──────── Data to process

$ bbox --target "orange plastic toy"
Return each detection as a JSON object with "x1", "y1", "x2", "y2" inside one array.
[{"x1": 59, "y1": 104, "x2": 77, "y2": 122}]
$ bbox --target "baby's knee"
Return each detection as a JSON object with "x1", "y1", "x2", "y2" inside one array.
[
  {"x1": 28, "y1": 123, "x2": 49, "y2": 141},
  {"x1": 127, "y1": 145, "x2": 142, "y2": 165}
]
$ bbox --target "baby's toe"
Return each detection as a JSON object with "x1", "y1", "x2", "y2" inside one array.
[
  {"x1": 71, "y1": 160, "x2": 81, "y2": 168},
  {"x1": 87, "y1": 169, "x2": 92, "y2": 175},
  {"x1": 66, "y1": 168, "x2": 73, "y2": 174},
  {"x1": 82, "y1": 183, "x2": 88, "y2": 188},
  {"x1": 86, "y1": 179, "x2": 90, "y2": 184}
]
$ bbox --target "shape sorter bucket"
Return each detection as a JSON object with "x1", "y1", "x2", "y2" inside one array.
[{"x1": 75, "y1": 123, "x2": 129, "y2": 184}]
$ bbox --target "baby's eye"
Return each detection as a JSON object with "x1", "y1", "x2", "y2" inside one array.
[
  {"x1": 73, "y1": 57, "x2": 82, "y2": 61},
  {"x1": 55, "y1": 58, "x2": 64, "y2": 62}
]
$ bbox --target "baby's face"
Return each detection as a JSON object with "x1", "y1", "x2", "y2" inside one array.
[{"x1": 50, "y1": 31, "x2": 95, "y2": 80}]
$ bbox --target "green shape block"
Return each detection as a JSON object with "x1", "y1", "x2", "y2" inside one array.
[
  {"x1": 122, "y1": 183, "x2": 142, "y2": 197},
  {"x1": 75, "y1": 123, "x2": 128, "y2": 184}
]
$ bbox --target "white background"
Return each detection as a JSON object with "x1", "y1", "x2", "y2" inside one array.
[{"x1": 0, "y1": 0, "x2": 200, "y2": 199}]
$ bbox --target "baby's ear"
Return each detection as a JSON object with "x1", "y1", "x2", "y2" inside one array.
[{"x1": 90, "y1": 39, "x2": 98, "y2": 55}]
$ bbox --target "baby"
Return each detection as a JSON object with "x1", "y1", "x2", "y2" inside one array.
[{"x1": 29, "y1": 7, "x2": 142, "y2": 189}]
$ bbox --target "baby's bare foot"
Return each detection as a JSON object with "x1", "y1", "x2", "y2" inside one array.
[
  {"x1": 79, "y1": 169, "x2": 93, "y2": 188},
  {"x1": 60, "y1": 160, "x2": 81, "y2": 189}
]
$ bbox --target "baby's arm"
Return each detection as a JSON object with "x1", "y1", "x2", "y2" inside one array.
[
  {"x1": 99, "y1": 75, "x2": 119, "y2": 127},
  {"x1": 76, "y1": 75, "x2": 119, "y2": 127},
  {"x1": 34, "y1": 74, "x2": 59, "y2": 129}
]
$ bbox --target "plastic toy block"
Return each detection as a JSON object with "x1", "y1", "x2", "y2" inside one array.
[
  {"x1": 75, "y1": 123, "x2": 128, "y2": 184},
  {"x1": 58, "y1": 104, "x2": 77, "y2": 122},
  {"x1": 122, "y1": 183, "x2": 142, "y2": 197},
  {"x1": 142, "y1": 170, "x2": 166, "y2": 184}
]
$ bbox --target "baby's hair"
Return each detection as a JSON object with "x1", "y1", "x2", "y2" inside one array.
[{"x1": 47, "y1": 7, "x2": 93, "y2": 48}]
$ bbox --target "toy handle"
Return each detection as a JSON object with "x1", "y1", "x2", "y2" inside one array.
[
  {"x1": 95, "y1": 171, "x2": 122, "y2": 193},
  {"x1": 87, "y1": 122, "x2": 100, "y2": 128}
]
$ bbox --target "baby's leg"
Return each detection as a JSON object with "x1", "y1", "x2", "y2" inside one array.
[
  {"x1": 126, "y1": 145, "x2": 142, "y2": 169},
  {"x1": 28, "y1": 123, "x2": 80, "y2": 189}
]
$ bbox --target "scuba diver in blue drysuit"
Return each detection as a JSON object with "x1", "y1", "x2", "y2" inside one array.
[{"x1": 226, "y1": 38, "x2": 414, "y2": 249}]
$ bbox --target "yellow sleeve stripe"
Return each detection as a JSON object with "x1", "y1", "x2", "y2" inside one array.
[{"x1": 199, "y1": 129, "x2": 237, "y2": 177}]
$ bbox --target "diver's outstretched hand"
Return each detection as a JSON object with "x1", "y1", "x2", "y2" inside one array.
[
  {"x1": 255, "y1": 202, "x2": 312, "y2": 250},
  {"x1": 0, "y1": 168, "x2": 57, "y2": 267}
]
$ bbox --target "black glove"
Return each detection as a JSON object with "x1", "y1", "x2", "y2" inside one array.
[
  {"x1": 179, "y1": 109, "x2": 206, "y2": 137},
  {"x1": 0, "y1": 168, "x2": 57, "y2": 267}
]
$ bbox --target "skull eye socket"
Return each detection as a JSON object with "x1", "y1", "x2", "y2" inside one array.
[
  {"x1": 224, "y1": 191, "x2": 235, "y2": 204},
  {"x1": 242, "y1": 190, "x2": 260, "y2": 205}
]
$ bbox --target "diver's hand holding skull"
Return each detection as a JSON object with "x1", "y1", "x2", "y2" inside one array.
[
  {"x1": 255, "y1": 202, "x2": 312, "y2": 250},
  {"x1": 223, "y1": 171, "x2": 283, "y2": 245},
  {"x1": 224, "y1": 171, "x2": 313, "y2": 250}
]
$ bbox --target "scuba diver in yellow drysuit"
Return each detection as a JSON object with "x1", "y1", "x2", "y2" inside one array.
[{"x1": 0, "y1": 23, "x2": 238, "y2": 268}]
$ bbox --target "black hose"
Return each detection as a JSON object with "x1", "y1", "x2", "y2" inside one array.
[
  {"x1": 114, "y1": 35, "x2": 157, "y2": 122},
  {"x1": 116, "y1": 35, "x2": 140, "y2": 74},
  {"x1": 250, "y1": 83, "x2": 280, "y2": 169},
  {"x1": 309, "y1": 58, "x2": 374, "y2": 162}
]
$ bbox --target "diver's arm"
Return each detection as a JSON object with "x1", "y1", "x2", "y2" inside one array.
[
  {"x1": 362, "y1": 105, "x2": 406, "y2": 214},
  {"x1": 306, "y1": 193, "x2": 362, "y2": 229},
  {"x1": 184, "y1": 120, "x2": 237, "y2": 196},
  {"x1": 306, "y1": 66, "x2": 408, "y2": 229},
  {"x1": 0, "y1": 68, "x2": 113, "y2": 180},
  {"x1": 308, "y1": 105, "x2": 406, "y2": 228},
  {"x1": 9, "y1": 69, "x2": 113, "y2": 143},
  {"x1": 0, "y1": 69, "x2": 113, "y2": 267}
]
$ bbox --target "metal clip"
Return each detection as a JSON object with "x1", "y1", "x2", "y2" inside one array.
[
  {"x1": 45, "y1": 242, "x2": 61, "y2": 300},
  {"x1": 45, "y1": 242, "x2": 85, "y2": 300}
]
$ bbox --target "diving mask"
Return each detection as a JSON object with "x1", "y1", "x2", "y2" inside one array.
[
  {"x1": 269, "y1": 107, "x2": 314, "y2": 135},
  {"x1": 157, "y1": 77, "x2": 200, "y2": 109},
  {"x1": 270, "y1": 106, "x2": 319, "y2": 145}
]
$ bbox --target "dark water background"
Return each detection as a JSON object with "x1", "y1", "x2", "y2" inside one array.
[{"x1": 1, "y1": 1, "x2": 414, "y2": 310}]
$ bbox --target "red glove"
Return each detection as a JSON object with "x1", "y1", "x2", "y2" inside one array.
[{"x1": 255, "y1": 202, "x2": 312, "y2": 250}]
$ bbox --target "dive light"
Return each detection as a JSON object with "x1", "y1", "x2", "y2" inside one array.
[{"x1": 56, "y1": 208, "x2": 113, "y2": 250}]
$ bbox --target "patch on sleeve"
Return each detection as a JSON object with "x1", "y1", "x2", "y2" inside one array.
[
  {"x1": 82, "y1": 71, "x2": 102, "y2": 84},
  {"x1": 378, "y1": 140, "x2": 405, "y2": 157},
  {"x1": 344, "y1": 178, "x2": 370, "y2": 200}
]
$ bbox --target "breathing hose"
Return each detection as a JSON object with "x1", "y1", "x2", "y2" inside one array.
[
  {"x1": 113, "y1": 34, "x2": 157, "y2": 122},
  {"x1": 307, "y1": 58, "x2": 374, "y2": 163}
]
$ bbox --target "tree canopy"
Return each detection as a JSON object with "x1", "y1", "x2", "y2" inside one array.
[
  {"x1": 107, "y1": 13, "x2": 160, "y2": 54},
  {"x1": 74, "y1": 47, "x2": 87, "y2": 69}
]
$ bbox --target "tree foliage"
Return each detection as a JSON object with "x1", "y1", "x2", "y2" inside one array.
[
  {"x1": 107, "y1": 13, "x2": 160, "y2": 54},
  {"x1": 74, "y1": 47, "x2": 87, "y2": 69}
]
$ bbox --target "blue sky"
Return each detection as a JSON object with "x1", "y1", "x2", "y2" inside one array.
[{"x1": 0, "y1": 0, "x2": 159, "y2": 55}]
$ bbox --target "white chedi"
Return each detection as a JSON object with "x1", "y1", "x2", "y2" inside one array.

────────────────

* **Work required**: Which lines in the data above hold the word "scuba"? Return each of them.

* **Expected answer**:
$ bbox --target "scuba diver in blue drysuit"
$ bbox --target "scuba diver in yellow drysuit"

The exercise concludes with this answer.